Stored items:
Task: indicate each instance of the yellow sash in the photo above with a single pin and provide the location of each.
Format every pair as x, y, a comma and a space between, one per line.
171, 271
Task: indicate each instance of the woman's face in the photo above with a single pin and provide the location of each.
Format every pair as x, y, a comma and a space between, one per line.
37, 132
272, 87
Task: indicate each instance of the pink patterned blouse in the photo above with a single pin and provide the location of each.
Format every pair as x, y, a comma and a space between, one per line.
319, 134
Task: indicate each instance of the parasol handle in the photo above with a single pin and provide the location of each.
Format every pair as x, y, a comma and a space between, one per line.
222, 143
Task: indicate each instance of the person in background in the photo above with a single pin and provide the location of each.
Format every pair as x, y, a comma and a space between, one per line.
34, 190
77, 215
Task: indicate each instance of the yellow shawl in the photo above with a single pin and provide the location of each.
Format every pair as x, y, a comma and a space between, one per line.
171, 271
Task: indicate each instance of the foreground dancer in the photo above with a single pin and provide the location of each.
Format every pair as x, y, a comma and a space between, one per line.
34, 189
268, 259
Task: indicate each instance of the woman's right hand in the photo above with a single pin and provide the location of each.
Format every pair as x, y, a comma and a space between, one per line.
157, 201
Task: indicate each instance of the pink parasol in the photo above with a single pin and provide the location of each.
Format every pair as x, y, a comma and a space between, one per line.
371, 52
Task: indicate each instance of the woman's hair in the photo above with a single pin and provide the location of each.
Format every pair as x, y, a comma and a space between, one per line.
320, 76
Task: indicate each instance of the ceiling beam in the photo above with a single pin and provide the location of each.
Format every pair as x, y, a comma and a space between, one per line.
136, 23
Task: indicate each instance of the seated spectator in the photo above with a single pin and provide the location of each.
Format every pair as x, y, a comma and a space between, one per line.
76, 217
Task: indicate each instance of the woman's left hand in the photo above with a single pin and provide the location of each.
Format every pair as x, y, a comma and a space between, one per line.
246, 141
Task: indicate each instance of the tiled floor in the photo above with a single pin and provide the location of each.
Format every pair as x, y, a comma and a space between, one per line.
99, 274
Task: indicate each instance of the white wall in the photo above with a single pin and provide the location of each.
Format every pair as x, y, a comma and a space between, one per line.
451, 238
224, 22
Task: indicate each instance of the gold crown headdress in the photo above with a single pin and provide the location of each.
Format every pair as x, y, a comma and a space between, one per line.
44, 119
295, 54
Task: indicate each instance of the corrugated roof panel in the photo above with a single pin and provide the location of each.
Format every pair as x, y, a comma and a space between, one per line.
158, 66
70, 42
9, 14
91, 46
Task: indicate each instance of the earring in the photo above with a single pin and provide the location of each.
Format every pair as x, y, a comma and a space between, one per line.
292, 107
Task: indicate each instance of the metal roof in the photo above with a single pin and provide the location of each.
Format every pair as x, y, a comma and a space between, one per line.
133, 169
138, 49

What to do:
A verbatim transcription is needed of the lines above, starting at the line with "Task: indicate each instance of the seated" and ending at the line with "Task: indicate each instance of the tiled", both included, and of nothing else.

Worked solution:
Task: indicate each instance of the seated spectator in the photo above with a single pin and provide the location of each.
Format every pair as x, y, a comma and a space between, one per line.
76, 217
Task: indicate each instance of the woman's left hand in the photo above with a single pin and provide the location of each.
Format every pair as x, y, a comma and a space between, one per line.
246, 141
Task: indicate each instance of the tiled floor in the photo above with a single pin and provide the location of each.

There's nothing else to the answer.